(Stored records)
-- -- --

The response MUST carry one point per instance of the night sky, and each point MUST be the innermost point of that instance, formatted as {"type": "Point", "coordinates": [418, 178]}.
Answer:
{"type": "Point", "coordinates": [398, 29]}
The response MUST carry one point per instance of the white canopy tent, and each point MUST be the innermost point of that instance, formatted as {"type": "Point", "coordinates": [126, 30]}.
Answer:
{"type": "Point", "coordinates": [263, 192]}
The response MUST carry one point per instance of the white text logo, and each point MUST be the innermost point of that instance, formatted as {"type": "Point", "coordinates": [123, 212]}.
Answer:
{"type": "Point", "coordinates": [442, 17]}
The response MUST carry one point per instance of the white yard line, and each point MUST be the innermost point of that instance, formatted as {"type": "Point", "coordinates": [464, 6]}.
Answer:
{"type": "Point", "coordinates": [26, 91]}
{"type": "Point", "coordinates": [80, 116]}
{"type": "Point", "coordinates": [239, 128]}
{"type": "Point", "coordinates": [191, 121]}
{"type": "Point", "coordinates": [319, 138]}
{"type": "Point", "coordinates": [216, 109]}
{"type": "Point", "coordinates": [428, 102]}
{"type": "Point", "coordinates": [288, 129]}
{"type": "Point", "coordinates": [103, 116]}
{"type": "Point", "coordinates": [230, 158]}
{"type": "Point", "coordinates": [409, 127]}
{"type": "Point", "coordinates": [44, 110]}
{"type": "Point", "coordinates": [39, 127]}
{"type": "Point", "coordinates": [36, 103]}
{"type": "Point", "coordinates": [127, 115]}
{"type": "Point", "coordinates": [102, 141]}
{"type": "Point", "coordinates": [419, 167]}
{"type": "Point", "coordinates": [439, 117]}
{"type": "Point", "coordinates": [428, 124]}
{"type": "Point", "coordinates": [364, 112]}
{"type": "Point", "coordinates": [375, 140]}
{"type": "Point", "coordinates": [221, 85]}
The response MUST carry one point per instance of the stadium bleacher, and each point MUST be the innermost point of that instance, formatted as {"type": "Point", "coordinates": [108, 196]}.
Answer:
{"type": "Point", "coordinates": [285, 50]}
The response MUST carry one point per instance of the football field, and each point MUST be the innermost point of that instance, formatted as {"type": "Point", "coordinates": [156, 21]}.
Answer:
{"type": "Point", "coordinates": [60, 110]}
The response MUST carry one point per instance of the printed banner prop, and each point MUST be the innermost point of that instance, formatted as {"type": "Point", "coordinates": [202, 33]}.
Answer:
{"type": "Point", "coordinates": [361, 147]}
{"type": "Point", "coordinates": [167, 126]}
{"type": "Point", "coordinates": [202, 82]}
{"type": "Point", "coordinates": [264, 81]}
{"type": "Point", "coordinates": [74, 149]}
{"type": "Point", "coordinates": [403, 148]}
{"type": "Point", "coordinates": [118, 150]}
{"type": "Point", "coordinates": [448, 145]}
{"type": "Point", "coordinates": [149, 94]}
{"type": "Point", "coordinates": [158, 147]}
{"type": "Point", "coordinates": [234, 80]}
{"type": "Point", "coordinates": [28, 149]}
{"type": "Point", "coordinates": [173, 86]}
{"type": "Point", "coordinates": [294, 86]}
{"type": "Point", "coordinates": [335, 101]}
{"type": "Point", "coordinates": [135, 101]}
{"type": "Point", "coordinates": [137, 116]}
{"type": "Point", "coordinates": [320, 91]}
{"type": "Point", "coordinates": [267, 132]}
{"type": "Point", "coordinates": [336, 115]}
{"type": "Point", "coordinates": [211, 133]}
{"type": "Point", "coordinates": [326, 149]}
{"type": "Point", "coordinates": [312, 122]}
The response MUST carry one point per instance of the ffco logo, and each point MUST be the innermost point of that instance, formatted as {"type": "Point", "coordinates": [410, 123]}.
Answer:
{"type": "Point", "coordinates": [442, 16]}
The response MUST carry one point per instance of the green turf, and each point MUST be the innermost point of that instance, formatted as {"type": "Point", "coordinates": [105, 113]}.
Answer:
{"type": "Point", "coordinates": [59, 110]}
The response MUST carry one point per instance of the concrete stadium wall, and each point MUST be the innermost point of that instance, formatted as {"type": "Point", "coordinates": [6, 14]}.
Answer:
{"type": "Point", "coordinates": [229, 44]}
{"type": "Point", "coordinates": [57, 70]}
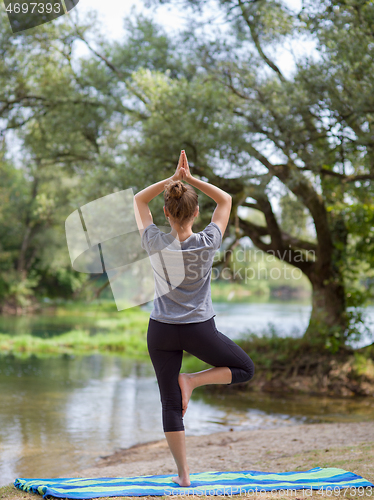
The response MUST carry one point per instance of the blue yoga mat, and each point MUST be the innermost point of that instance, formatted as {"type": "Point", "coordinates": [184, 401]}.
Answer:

-- -- --

### Work instruction:
Leaving images out, please output every line of the data exactly.

### Solution:
The response MUST carry one point per instance of the night sky, and each point MUST be the innermost point of that instance, formatted as {"type": "Point", "coordinates": [418, 178]}.
Answer:
{"type": "Point", "coordinates": [398, 29]}
The response MUST carry one point per instance of the white canopy tent, and each point MUST be the innermost point of that instance, formatted as {"type": "Point", "coordinates": [126, 30]}.
Answer:
{"type": "Point", "coordinates": [263, 192]}
The response MUST carry one point per instance of the white text logo, and each point MUST be the innermost point of that instance, formatted as {"type": "Point", "coordinates": [123, 212]}.
Answer:
{"type": "Point", "coordinates": [442, 17]}
The response MUST carry one point per instance of the white yard line, and each point MUST be the innermost point of that instance, formatted as {"type": "Point", "coordinates": [464, 6]}.
Answer:
{"type": "Point", "coordinates": [26, 91]}
{"type": "Point", "coordinates": [80, 116]}
{"type": "Point", "coordinates": [239, 128]}
{"type": "Point", "coordinates": [191, 121]}
{"type": "Point", "coordinates": [319, 138]}
{"type": "Point", "coordinates": [216, 109]}
{"type": "Point", "coordinates": [428, 102]}
{"type": "Point", "coordinates": [288, 129]}
{"type": "Point", "coordinates": [103, 116]}
{"type": "Point", "coordinates": [230, 158]}
{"type": "Point", "coordinates": [409, 127]}
{"type": "Point", "coordinates": [44, 110]}
{"type": "Point", "coordinates": [39, 127]}
{"type": "Point", "coordinates": [36, 103]}
{"type": "Point", "coordinates": [127, 115]}
{"type": "Point", "coordinates": [102, 141]}
{"type": "Point", "coordinates": [419, 167]}
{"type": "Point", "coordinates": [439, 117]}
{"type": "Point", "coordinates": [428, 124]}
{"type": "Point", "coordinates": [364, 112]}
{"type": "Point", "coordinates": [375, 140]}
{"type": "Point", "coordinates": [221, 85]}
The response MUST carry one point per instance of the stadium bleacher, and each point MUST be the innermost point of that instance, formatted as {"type": "Point", "coordinates": [108, 196]}.
Answer:
{"type": "Point", "coordinates": [285, 50]}
The response MUST carry one point per instance of the football field, and each point MUST be the innermost point of that instance, formatted as {"type": "Point", "coordinates": [156, 21]}.
Answer:
{"type": "Point", "coordinates": [60, 110]}
The response MUST carry one point per instance of the printed banner prop, and each point MUST be the innermost point of that instance, formatted as {"type": "Point", "coordinates": [202, 33]}.
Answer:
{"type": "Point", "coordinates": [361, 147]}
{"type": "Point", "coordinates": [167, 126]}
{"type": "Point", "coordinates": [202, 82]}
{"type": "Point", "coordinates": [264, 81]}
{"type": "Point", "coordinates": [74, 149]}
{"type": "Point", "coordinates": [403, 148]}
{"type": "Point", "coordinates": [118, 150]}
{"type": "Point", "coordinates": [448, 145]}
{"type": "Point", "coordinates": [149, 94]}
{"type": "Point", "coordinates": [158, 147]}
{"type": "Point", "coordinates": [234, 80]}
{"type": "Point", "coordinates": [28, 149]}
{"type": "Point", "coordinates": [173, 86]}
{"type": "Point", "coordinates": [294, 86]}
{"type": "Point", "coordinates": [335, 101]}
{"type": "Point", "coordinates": [135, 101]}
{"type": "Point", "coordinates": [137, 116]}
{"type": "Point", "coordinates": [320, 91]}
{"type": "Point", "coordinates": [267, 132]}
{"type": "Point", "coordinates": [336, 115]}
{"type": "Point", "coordinates": [211, 133]}
{"type": "Point", "coordinates": [326, 149]}
{"type": "Point", "coordinates": [312, 122]}
The response MUST carry one point per instance of the ffco logo, and each point MUST be the innermost point of that instance, formatted as {"type": "Point", "coordinates": [410, 123]}.
Answer:
{"type": "Point", "coordinates": [442, 16]}
The response MUST carry one point per instance of the green turf, and each point MUST be the innermost point of that instance, formatted as {"type": "Point", "coordinates": [105, 113]}.
Answer:
{"type": "Point", "coordinates": [59, 110]}
The response MUST carry one point per instance of the concrete stadium wall, and each point MUST be the innermost point of that instance, formatted as {"type": "Point", "coordinates": [6, 14]}.
Answer:
{"type": "Point", "coordinates": [229, 44]}
{"type": "Point", "coordinates": [57, 70]}
The response MUST carry one point per instance of the blue yoga mat, and each point MUST be the innermost point of that instance, formatted as {"type": "Point", "coordinates": [184, 401]}.
Answer:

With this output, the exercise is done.